■ Task brief
Retype exactly the stretch of lines that begins at the line containing "apron, then give the position of each instance." and ends at the last line of the data, with no other lines.

■ Records to process
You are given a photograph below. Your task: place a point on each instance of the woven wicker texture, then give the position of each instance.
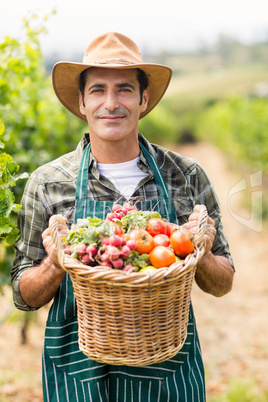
(132, 319)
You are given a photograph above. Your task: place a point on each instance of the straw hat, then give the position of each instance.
(111, 50)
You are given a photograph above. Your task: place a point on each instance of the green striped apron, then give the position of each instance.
(68, 375)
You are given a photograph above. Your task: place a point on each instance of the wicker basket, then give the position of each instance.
(132, 319)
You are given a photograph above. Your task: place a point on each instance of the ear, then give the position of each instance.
(145, 99)
(81, 104)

■ Solution for this exercise
You are given a photograph above. Your task: place a point on each instance of the green striped apron, then give the position of each instance.
(68, 375)
You are given a photograph above. Your task: place a point on each instance of the wicker basket, then give the position of each instance.
(132, 319)
You are given a photograph above. Your task: place a point on each instance of the ear, then give the position of each instance.
(145, 99)
(81, 104)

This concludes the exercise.